### TEXT PROVIDED
This may be counter-intuitive, but given you've taken my suggestion and gone with it, I feel like I need to post-justify it with some more informed opinions than just what seemed like a good idea to me at the time... I've done a bit of scanning through blogs and there's some interesting stuff in the following articles that's relevant for anyone reading back through this chain (and for us going forward with other packages). Think it broadly fits in with our thinking.
Before you start reading, go make a brew ☕ no PR with this many file changes will be a quick read...
Brief overview of changes
Added the Ward-PCon-LAD-LA hiearchy lookup file into the package (currently at https://github.com/dfe-analytical-services/dfe-published-data-qa/blob/main/data/ward_lad_la_pcon_hierarchy.csv), joined on region and country columns and added some helper functions to pull unique locations from that file for Ward, PCon, LAD, LA, and Region level.
Added a countries dataset too, to replace https://github.com/dfe-analytical-services/dfe-published-data-qa/blob/main/data/country.csv.
Also moved some of the code around in a way that I'm hoping will future proof the package a bit. I had some internal debates on this that I've detailed at the end of the PR, as well as some specific questions I'd like a review to feedback on.
Why are these changes being made?
Want to make this easier for everyone in DfE, moving the lookup file allows us to start moving away from relying on the screener repo, and puts the lookups at the fingertips of R users.
Will be a really nice benefit for us too for using in the screener and also the edustats briefing tool (which is currently running off of this branch).
Detailed description of changes
Added a wrapper function for getting lookup data from the ONS API rather than downloading the files manually. Hoping this will prove useful for future lookups too. It has its quirks...
Exported it in case it's helpful for anyone, though strongly suspect it'll only be us who use it.
This is documented in the
data-raw/
folder, folding the package guidance on https://r-pkgs.org/data.html.Created functions in the internal_functions.R script to help neaten the code a bit so hopefully it's easier to use moving forwards.
I've recreated the hierarchy file from the data screener using the ONS API so we can have a more reproducible method when we next come to update it.
I did various bits of QA of the data added against the existing data in the data screener repo and what was downloadable from the Open Geography Portal to dual run with the API. I'm happy that the data we have matches the screener data.
Have added some unit tests to make sure the expected numbers of locations are returned.
Using
waldo::compare()
the difference I found was (suggests the new lookup I've made here is a slight improvement on what we had before):One location in over 24,000 has a code that fails the usual pattern, I think it's safe to assume this was a typo in the ONS 2017 file where they missed a 0 from the PCon code, have fixed this in a commented section for manual fixes and noted it in the documentation for the data set so users are aware.
The change is to make Glasgow East's PCon code
S14000030
instead ofS1400030
Making new 'fetch' functions from lookups should be pretty speedy moving forwards too.

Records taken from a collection
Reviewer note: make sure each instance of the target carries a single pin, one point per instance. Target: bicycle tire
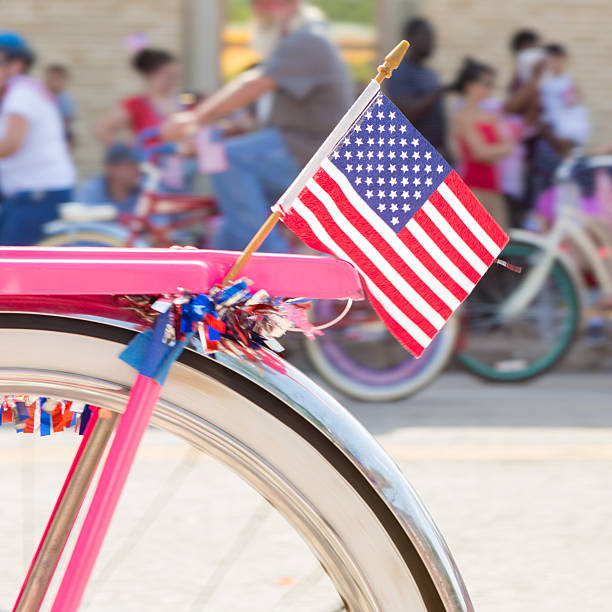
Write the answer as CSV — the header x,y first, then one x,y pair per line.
x,y
567,286
82,238
336,367
380,568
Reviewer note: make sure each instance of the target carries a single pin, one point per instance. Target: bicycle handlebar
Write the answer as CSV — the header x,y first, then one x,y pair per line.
x,y
147,152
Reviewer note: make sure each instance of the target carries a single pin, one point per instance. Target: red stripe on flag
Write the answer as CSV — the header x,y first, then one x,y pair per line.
x,y
301,229
442,242
380,244
453,219
431,264
400,333
476,209
363,262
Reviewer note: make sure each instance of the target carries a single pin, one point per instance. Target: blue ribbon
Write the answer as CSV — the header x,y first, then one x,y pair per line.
x,y
150,355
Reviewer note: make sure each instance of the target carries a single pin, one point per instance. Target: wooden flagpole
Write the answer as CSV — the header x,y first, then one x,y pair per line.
x,y
384,71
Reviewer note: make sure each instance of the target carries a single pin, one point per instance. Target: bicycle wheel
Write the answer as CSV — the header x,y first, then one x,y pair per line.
x,y
367,554
83,238
536,340
361,358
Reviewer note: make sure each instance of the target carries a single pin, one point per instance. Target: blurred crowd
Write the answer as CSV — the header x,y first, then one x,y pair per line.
x,y
254,135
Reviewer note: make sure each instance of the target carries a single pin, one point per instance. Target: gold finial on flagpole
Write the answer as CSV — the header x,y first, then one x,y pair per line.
x,y
392,61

### ACTIONS TO TAKE
[A] List every geographic level that the pull request description says the new helper functions pull unique locations for.
[B] Rewrite the pull request description from "Want to make" through "who use it.", putting "Office for National Statistics API" in place of "ONS API".
[C] In the pull request description, shorten the paragraph that begins "Added the Ward-PCon-LAD-LA hiearchy lookup file" into a brief list that keeps its main facts.
You won't need the material for any of this.

### PER-TASK OUTPUTS
[A] Ward, PCon, LAD, LA, Region

[B]
Want to make this easier for everyone in DfE, moving the lookup file allows us to start moving away from relying on the screener repo, and puts the lookups at the fingertips of R users.
Will be a really nice benefit for us too for using in the screener and also the edustats briefing tool (which is currently running off of this branch).
Detailed description of changes
Added a wrapper function for getting lookup data from the Office for National Statistics API rather than downloading the files manually. Hoping this will prove useful for future lookups too. It has its quirks...
Exported it in case it's helpful for anyone, though strongly suspect it'll only be us who use it.

[C]
- Added the Ward-PCon-LAD-LA hierarchy lookup file to the package
- Joined region and country columns onto it
- Added helper functions that pull unique locations from it for Ward, PCon, LAD, LA, and Region level